___ Document segment ___

On Mar  2, 2000, Jim Meyering <[EMAIL PROTECTED]> wrote:

> Alexandre Oliva <[EMAIL PROTECTED]> wrote:
> | On Mar  1, 2000, Jim Meyering <[EMAIL PROTECTED]> wrote:
> |
> | >   Don't use `ln' (which was just a space optimization anyway)
> |
> | A worthwhile optimization, IMO.

> Worthwhile?  Why?

Because then `make dist' is much faster.  I often find myself running
`make dist' multiple times on packages I don't manage alone, to
compare it with the source tree and see if somebody forgot to add some
file to the dist rules.  I really appreciate that `make dist' is fast
in this case.  But then, I often configure on another filesystem, so
the `ln' optimization doesn't apply that often.

___ Recorded information ___

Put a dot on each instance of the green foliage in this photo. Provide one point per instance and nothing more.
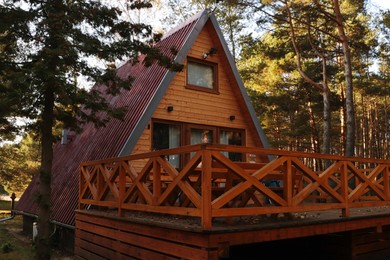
(18, 163)
(7, 247)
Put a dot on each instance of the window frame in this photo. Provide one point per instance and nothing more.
(214, 67)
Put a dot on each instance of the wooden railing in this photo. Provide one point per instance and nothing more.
(209, 185)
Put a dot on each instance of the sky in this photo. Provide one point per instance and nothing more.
(383, 4)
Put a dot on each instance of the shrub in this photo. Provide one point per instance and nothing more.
(7, 247)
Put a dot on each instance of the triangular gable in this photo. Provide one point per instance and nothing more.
(120, 136)
(201, 20)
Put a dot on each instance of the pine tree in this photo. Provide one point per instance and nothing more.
(46, 47)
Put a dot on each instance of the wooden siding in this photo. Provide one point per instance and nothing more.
(198, 107)
(118, 239)
(101, 236)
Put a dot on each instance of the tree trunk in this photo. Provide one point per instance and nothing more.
(44, 188)
(349, 103)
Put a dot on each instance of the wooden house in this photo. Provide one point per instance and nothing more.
(205, 102)
(183, 175)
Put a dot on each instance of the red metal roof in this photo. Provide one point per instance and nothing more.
(120, 136)
(93, 143)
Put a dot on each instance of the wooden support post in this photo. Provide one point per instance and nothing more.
(81, 186)
(288, 183)
(122, 188)
(386, 180)
(344, 189)
(206, 190)
(156, 181)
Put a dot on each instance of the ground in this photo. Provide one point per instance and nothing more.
(14, 244)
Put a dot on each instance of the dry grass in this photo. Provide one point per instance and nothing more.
(14, 244)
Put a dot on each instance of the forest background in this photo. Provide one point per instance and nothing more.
(284, 75)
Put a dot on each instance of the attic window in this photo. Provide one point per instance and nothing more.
(202, 75)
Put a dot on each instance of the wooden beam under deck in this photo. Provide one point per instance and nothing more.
(161, 237)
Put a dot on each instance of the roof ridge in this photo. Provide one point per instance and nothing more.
(182, 25)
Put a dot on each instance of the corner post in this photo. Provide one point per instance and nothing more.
(206, 210)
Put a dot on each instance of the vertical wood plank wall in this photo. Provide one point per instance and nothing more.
(198, 107)
(107, 238)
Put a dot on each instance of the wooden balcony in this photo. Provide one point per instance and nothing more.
(209, 186)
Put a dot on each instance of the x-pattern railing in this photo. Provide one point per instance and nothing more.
(209, 185)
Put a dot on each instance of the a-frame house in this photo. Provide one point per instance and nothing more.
(207, 100)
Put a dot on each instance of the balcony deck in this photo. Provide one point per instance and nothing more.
(212, 203)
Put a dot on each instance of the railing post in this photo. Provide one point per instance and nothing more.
(156, 182)
(206, 190)
(288, 182)
(80, 186)
(386, 183)
(344, 189)
(122, 188)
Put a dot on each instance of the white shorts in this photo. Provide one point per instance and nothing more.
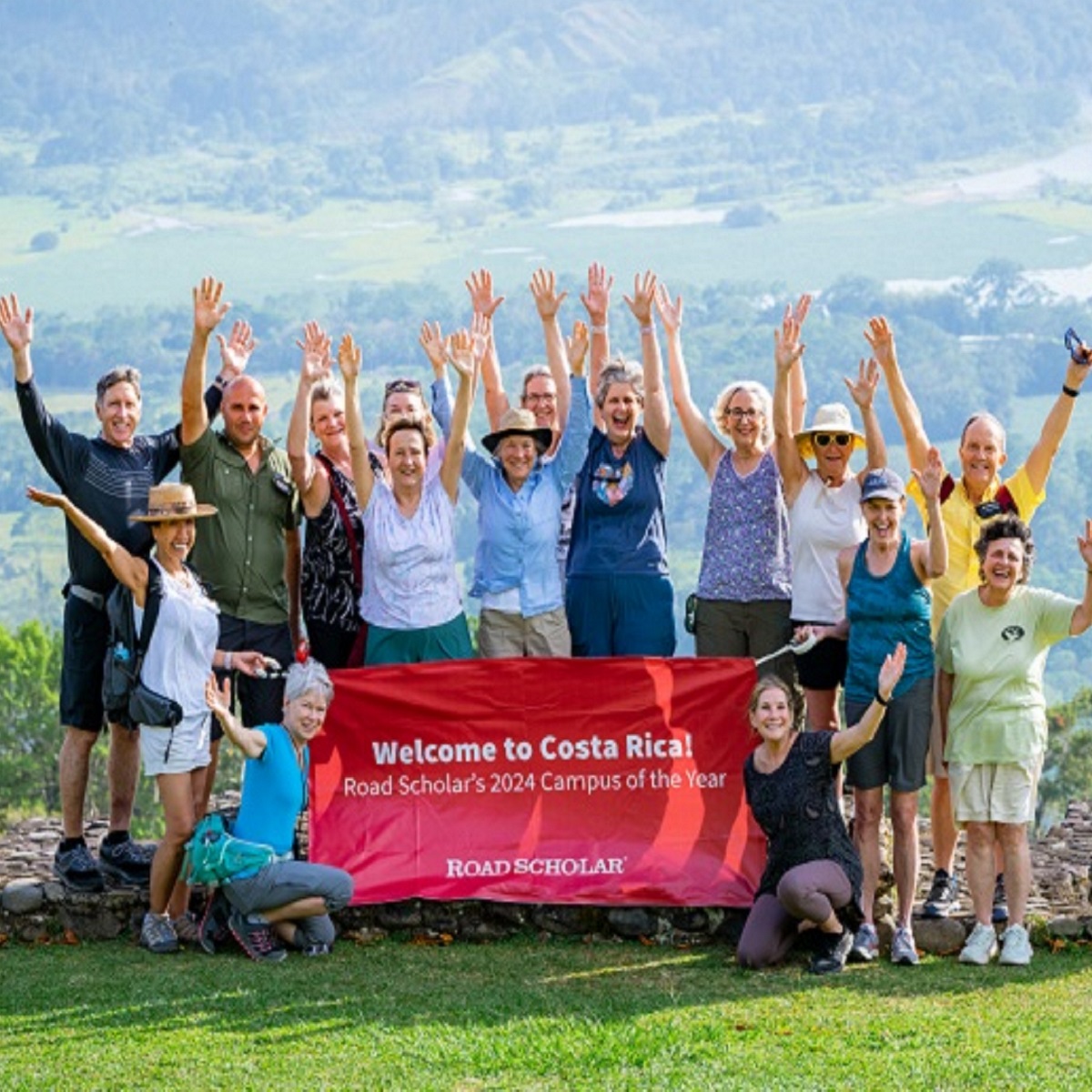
(180, 749)
(994, 792)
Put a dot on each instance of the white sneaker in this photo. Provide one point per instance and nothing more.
(1016, 947)
(981, 945)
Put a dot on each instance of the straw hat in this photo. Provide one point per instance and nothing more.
(519, 423)
(831, 419)
(172, 501)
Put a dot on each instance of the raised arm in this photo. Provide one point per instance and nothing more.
(349, 359)
(863, 391)
(314, 485)
(849, 742)
(549, 301)
(17, 332)
(129, 571)
(480, 285)
(931, 557)
(468, 348)
(880, 339)
(658, 412)
(1041, 458)
(207, 311)
(707, 448)
(787, 355)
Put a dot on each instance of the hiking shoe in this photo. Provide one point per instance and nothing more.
(77, 869)
(831, 953)
(128, 862)
(904, 949)
(866, 945)
(944, 895)
(1016, 947)
(157, 935)
(981, 945)
(1000, 912)
(187, 928)
(213, 929)
(257, 938)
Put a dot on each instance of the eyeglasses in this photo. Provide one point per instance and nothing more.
(403, 387)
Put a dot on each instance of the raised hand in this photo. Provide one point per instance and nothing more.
(787, 348)
(544, 289)
(17, 329)
(576, 348)
(671, 314)
(315, 365)
(640, 303)
(863, 390)
(931, 476)
(207, 307)
(596, 300)
(480, 285)
(880, 339)
(349, 359)
(236, 350)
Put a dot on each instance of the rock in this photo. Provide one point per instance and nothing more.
(23, 896)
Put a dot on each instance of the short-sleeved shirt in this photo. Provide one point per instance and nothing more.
(274, 792)
(962, 528)
(240, 551)
(797, 811)
(997, 656)
(618, 528)
(105, 481)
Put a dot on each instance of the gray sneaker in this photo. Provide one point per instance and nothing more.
(77, 869)
(981, 945)
(157, 935)
(904, 949)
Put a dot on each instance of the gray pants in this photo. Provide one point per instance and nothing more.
(287, 882)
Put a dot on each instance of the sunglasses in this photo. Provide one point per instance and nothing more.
(403, 387)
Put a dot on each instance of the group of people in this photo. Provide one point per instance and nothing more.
(571, 561)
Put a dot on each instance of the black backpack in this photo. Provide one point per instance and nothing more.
(125, 697)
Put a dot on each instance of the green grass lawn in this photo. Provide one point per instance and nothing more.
(528, 1015)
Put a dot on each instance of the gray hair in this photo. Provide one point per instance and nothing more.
(303, 678)
(719, 410)
(621, 371)
(115, 376)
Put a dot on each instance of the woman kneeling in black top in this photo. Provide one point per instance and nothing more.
(813, 871)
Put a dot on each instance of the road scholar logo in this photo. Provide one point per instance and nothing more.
(473, 867)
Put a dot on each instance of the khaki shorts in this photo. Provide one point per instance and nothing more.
(994, 792)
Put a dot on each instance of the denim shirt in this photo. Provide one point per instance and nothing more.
(518, 532)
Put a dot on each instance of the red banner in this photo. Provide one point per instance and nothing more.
(558, 781)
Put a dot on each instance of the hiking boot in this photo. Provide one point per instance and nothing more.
(904, 949)
(1016, 947)
(981, 945)
(866, 945)
(1000, 912)
(944, 895)
(187, 928)
(213, 929)
(77, 869)
(157, 935)
(833, 949)
(126, 862)
(257, 938)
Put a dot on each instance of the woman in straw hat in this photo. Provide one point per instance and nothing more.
(520, 498)
(824, 513)
(180, 651)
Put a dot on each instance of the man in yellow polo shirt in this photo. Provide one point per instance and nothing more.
(977, 496)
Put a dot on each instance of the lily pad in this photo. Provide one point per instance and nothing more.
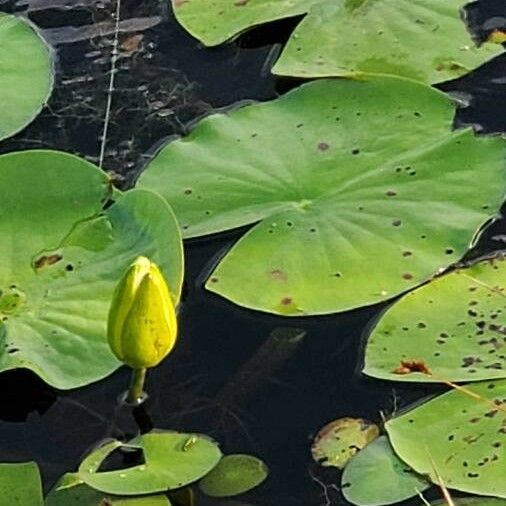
(234, 475)
(20, 484)
(26, 74)
(455, 325)
(460, 435)
(337, 442)
(61, 257)
(172, 460)
(360, 191)
(424, 40)
(376, 476)
(83, 495)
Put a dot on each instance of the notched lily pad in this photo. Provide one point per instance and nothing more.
(61, 257)
(338, 441)
(353, 36)
(171, 460)
(80, 494)
(358, 191)
(455, 325)
(376, 476)
(20, 484)
(26, 74)
(234, 475)
(461, 434)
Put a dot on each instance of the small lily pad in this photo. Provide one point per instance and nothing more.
(350, 37)
(455, 325)
(82, 495)
(234, 475)
(62, 255)
(356, 192)
(20, 484)
(338, 441)
(376, 476)
(172, 460)
(461, 435)
(26, 74)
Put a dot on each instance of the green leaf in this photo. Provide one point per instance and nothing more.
(350, 37)
(234, 475)
(456, 325)
(473, 501)
(361, 191)
(62, 257)
(376, 476)
(337, 442)
(26, 74)
(172, 460)
(460, 434)
(20, 484)
(81, 495)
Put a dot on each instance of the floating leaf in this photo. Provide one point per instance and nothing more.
(172, 460)
(82, 495)
(361, 191)
(376, 476)
(234, 475)
(353, 36)
(460, 435)
(20, 484)
(456, 325)
(26, 74)
(61, 256)
(338, 441)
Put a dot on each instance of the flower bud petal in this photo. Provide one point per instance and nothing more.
(150, 328)
(122, 301)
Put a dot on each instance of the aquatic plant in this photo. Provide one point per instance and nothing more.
(26, 73)
(350, 37)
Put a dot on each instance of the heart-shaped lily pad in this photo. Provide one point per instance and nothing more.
(337, 442)
(460, 435)
(172, 460)
(361, 191)
(61, 256)
(26, 74)
(424, 40)
(455, 325)
(234, 475)
(82, 495)
(20, 484)
(376, 476)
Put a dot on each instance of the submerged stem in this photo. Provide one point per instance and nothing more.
(136, 391)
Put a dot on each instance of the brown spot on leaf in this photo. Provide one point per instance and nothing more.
(278, 274)
(410, 366)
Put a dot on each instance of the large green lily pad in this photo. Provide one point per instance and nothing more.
(361, 191)
(460, 436)
(20, 484)
(26, 74)
(338, 441)
(456, 325)
(83, 495)
(61, 256)
(376, 476)
(424, 40)
(172, 460)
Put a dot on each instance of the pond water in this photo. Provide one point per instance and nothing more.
(229, 376)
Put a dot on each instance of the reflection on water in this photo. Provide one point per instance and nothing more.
(233, 375)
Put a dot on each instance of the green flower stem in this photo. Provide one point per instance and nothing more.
(136, 385)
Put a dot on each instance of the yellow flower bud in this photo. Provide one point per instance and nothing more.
(142, 326)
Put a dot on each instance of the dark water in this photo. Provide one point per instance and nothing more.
(166, 81)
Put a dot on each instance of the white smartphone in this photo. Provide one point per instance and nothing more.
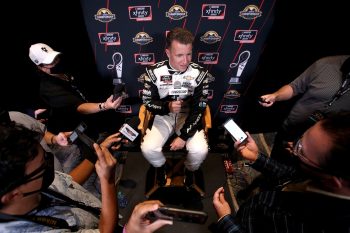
(236, 132)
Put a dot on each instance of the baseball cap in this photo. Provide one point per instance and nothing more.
(42, 54)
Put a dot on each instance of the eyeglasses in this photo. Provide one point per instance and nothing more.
(298, 151)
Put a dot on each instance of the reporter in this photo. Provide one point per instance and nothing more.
(313, 194)
(68, 106)
(35, 198)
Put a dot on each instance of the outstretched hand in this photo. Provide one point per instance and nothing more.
(138, 223)
(177, 144)
(248, 150)
(110, 104)
(221, 206)
(267, 100)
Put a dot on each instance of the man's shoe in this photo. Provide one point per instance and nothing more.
(189, 178)
(161, 175)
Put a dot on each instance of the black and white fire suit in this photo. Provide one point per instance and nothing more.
(192, 87)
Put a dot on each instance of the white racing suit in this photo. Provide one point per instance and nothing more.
(188, 124)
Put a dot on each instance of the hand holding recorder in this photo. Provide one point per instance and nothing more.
(235, 131)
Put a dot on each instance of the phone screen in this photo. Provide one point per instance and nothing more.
(236, 132)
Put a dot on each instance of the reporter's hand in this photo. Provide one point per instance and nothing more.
(105, 164)
(221, 206)
(248, 150)
(61, 139)
(110, 104)
(139, 224)
(177, 144)
(112, 141)
(268, 100)
(175, 106)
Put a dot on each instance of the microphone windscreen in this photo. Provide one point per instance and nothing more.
(177, 85)
(118, 90)
(345, 68)
(129, 129)
(134, 122)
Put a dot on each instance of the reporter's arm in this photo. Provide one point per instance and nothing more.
(139, 224)
(82, 172)
(89, 108)
(105, 168)
(284, 93)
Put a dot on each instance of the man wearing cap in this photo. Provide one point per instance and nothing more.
(68, 105)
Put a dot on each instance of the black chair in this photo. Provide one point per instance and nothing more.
(175, 159)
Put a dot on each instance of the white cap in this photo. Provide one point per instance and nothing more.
(42, 54)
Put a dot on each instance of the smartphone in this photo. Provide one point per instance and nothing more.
(176, 214)
(75, 134)
(236, 132)
(263, 101)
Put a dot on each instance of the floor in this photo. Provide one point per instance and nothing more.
(133, 181)
(132, 186)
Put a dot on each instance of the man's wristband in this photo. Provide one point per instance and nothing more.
(102, 106)
(51, 140)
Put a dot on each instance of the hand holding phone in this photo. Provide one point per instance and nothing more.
(176, 214)
(236, 132)
(263, 100)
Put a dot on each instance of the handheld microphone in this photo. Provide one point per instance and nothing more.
(129, 129)
(177, 90)
(119, 88)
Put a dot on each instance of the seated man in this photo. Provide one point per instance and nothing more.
(317, 197)
(67, 157)
(175, 91)
(27, 202)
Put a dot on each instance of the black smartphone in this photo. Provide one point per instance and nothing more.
(262, 100)
(75, 134)
(236, 132)
(176, 214)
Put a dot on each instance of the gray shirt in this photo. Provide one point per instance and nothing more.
(317, 85)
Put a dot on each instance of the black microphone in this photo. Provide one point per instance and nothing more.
(177, 85)
(119, 88)
(129, 129)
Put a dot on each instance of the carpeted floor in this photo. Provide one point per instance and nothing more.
(136, 174)
(133, 181)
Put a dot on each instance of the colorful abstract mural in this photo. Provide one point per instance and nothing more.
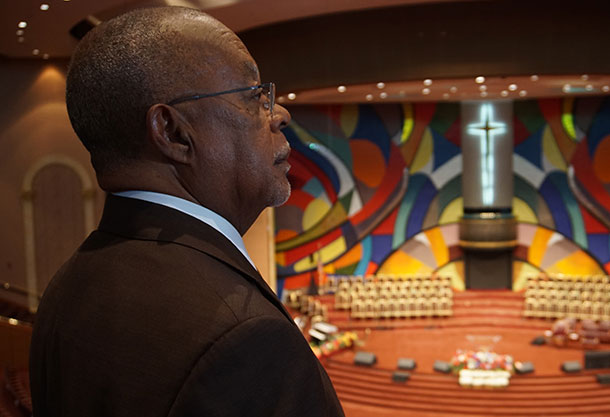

___

> Task details
Copy out the full mailing-list reply about the speed of `make dist` word for word, from the first line to the last.

> Worked answer
On Mar  2, 2000, Jim Meyering <[EMAIL PROTECTED]> wrote:

> Alexandre Oliva <[EMAIL PROTECTED]> wrote:
> | On Mar  1, 2000, Jim Meyering <[EMAIL PROTECTED]> wrote:
> |
> | >   Don't use `ln' (which was just a space optimization anyway)
> |
> | A worthwhile optimization, IMO.

> Worthwhile?  Why?

Because then `make dist' is much faster.  I often find myself running
`make dist' multiple times on packages I don't manage alone, to
compare it with the source tree and see if somebody forgot to add some
file to the dist rules.  I really appreciate that `make dist' is fast
in this case.  But then, I often configure on another filesystem, so
the `ln' optimization doesn't apply that often.